▶ _What to work on_
A single stretch of the material below is to be transcribed exactly, starting at the line with "887, row 151." and ending after the line with "426, row 650.".

▶ _Dataset records_
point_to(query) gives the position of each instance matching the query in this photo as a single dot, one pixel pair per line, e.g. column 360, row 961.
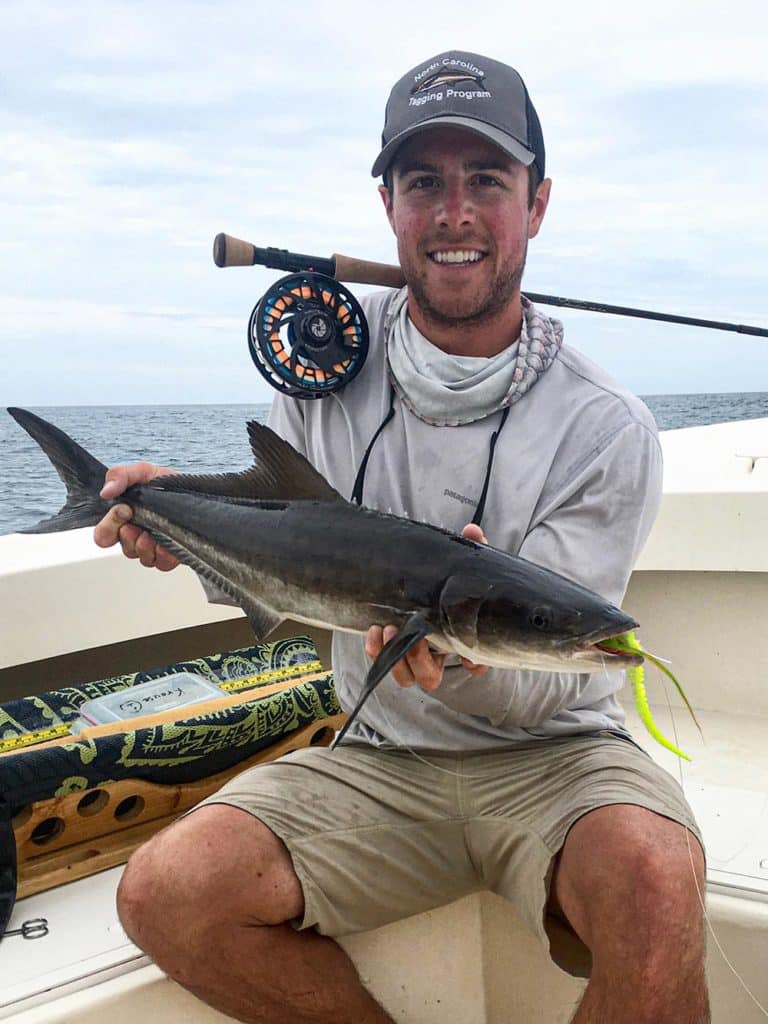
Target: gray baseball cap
column 469, row 91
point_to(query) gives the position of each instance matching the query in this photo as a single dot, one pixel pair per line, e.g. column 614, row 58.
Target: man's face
column 459, row 208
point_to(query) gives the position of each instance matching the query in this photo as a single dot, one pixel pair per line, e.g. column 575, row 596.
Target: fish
column 282, row 543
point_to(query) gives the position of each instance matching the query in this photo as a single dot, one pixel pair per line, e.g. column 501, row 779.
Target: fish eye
column 541, row 619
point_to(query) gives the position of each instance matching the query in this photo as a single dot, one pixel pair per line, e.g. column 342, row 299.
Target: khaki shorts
column 377, row 836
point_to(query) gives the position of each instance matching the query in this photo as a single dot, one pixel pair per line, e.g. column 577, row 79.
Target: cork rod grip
column 228, row 251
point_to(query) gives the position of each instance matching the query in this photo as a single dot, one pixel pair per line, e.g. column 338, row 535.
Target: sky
column 132, row 133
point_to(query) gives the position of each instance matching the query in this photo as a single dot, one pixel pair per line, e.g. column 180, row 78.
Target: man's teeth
column 457, row 256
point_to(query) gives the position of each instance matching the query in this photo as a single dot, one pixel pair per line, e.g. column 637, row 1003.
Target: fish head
column 530, row 617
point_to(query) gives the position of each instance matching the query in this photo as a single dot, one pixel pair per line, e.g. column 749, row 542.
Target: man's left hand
column 421, row 665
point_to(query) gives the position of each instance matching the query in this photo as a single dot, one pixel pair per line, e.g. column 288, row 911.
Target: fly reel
column 308, row 335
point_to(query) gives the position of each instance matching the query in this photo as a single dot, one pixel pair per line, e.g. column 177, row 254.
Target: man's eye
column 425, row 181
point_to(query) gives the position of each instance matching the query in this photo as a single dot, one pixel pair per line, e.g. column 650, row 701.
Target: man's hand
column 421, row 665
column 115, row 526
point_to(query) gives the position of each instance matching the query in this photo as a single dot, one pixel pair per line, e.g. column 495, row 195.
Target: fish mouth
column 591, row 647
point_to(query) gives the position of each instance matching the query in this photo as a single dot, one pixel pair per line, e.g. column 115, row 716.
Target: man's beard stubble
column 503, row 288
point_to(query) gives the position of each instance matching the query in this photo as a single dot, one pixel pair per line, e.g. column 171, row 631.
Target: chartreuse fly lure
column 636, row 674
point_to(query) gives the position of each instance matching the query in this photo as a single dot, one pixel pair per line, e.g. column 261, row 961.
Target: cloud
column 130, row 134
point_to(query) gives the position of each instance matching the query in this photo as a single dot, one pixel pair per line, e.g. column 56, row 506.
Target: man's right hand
column 116, row 526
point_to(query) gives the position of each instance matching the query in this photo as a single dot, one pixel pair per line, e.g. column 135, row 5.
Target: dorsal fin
column 279, row 473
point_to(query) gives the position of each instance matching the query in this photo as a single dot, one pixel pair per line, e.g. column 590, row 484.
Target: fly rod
column 228, row 251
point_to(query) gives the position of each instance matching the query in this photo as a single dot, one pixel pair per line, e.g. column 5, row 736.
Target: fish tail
column 82, row 474
column 637, row 679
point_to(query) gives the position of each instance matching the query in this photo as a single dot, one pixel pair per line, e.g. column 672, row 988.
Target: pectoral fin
column 460, row 602
column 414, row 630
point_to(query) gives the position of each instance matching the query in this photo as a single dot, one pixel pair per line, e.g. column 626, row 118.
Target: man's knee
column 216, row 866
column 642, row 881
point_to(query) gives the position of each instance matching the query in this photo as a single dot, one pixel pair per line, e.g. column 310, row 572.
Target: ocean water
column 208, row 438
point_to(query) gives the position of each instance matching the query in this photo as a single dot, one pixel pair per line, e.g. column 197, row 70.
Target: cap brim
column 506, row 142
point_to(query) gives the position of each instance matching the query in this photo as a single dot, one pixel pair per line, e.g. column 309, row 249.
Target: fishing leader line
column 710, row 926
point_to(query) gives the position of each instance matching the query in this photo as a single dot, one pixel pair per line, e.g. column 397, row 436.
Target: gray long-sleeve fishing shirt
column 576, row 485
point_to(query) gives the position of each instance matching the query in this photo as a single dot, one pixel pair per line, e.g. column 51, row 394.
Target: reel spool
column 308, row 335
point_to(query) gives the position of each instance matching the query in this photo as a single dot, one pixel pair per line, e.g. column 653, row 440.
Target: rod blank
column 228, row 251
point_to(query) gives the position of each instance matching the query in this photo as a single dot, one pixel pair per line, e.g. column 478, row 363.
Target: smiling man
column 472, row 414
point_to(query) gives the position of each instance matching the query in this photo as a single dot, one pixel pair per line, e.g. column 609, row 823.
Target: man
column 522, row 782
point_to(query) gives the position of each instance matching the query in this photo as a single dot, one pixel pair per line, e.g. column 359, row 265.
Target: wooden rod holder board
column 72, row 837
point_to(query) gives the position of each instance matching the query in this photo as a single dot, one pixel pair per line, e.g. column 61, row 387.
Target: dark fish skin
column 282, row 543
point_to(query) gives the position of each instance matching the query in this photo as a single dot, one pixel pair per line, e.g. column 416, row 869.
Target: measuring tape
column 273, row 676
column 233, row 686
column 36, row 736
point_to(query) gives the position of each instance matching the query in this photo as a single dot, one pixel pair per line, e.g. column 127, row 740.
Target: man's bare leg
column 626, row 884
column 209, row 899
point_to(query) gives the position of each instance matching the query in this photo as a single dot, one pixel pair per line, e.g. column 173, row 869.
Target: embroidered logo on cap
column 438, row 83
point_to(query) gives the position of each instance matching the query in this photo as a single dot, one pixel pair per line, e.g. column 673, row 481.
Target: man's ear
column 386, row 198
column 540, row 207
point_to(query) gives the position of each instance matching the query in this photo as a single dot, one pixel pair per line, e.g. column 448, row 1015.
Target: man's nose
column 456, row 208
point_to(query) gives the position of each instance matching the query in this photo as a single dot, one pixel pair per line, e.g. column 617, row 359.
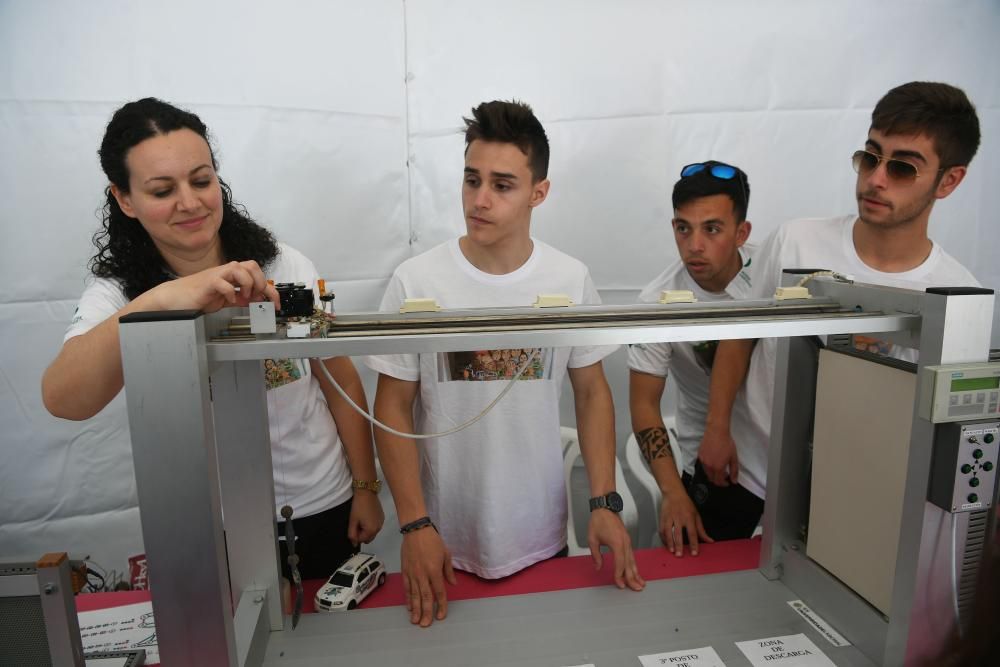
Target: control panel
column 959, row 392
column 964, row 466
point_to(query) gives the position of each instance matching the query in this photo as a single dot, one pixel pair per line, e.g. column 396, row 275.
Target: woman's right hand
column 214, row 288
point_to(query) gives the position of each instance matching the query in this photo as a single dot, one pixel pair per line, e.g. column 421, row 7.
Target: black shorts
column 320, row 542
column 727, row 512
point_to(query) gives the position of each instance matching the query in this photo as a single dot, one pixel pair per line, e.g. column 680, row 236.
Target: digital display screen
column 972, row 384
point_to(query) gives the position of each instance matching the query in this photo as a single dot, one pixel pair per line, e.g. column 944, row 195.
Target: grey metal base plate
column 603, row 626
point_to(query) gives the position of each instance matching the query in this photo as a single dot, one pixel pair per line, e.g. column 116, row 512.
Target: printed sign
column 120, row 629
column 818, row 624
column 698, row 657
column 788, row 651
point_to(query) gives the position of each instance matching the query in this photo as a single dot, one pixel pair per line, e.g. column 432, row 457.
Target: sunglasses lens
column 901, row 171
column 723, row 171
column 692, row 169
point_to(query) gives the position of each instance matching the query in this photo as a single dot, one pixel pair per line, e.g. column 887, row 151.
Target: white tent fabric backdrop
column 337, row 124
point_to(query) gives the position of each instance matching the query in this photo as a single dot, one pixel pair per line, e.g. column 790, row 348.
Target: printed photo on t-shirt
column 488, row 365
column 279, row 372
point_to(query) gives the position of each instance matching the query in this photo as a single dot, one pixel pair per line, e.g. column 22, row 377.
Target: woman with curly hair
column 172, row 238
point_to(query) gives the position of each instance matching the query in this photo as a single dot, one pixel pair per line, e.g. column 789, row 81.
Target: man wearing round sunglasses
column 922, row 137
column 710, row 228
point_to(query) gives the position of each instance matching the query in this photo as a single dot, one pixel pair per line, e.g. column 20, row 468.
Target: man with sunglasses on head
column 710, row 228
column 922, row 137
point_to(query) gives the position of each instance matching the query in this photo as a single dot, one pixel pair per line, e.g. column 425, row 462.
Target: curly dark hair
column 124, row 250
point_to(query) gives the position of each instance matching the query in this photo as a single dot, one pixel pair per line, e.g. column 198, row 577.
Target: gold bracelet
column 373, row 486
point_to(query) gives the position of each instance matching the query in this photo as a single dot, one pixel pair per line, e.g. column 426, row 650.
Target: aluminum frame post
column 243, row 440
column 177, row 481
column 956, row 328
column 787, row 503
column 62, row 626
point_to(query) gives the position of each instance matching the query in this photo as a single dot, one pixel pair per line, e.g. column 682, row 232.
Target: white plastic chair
column 629, row 514
column 633, row 456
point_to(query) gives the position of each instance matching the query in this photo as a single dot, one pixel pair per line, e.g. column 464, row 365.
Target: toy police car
column 351, row 583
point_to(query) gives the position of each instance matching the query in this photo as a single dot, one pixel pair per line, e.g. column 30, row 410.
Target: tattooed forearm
column 653, row 443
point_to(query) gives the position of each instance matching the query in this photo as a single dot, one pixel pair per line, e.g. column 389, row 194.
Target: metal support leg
column 241, row 433
column 955, row 329
column 787, row 505
column 62, row 627
column 177, row 480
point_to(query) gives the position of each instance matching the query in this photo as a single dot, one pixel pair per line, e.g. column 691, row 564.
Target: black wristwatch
column 612, row 502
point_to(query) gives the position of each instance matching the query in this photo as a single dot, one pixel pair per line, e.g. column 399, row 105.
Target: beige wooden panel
column 861, row 438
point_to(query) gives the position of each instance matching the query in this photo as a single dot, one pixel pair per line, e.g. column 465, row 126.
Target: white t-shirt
column 690, row 364
column 825, row 243
column 310, row 470
column 495, row 490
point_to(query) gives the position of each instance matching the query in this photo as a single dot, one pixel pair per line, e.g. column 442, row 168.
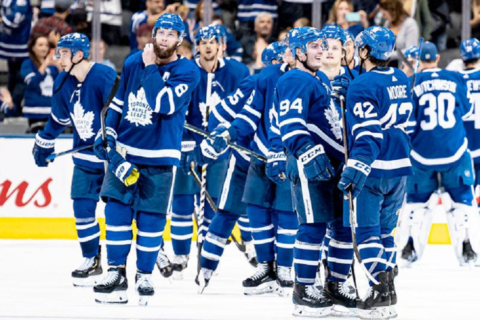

▶ _Completed exercise_
point_to(query) gives the position of each instance matching the query in this photo as a single dot, one pixel pair per line, e.g. column 887, row 151.
Target: white tent fabric backdrop
column 337, row 124
point_to(query) gives the position of each instance matching the query in this photo as a single dot, one pixel pair per line, e.g. column 790, row 348.
Target: printed photo on t-shirt
column 488, row 365
column 279, row 372
point_to(query) gives the position of each instance matching the query in this photo as a single dot, one pixel pair per line, e.g. column 22, row 377.
Target: woman with curly hair
column 172, row 238
point_to(query) gives the position of each instance matching the query in this photo as a single dot, one pixel pair per line, e.g. column 789, row 81.
Target: man wearing round sunglasses
column 922, row 137
column 710, row 228
point_to(query) gives the position of each instance matching the query in this photo as a single dot, one pixel pair per line, e.g. column 20, row 468.
Target: man with sunglasses on head
column 710, row 228
column 922, row 137
point_to(query) gives the position of each instance matching the query in this photo as a single dot, one pixel pair per line, e.g. column 425, row 462.
Target: curly dark hair
column 124, row 250
point_to(query) gives the position of each instance matching the query in this photo as a single dot, one pixel pair per line, e.g. column 198, row 577.
Target: gold bracelet
column 373, row 486
point_to(query) gives the position of each instance matching the query in this photo as a single dot, one pixel pair per line, e.g. column 426, row 650.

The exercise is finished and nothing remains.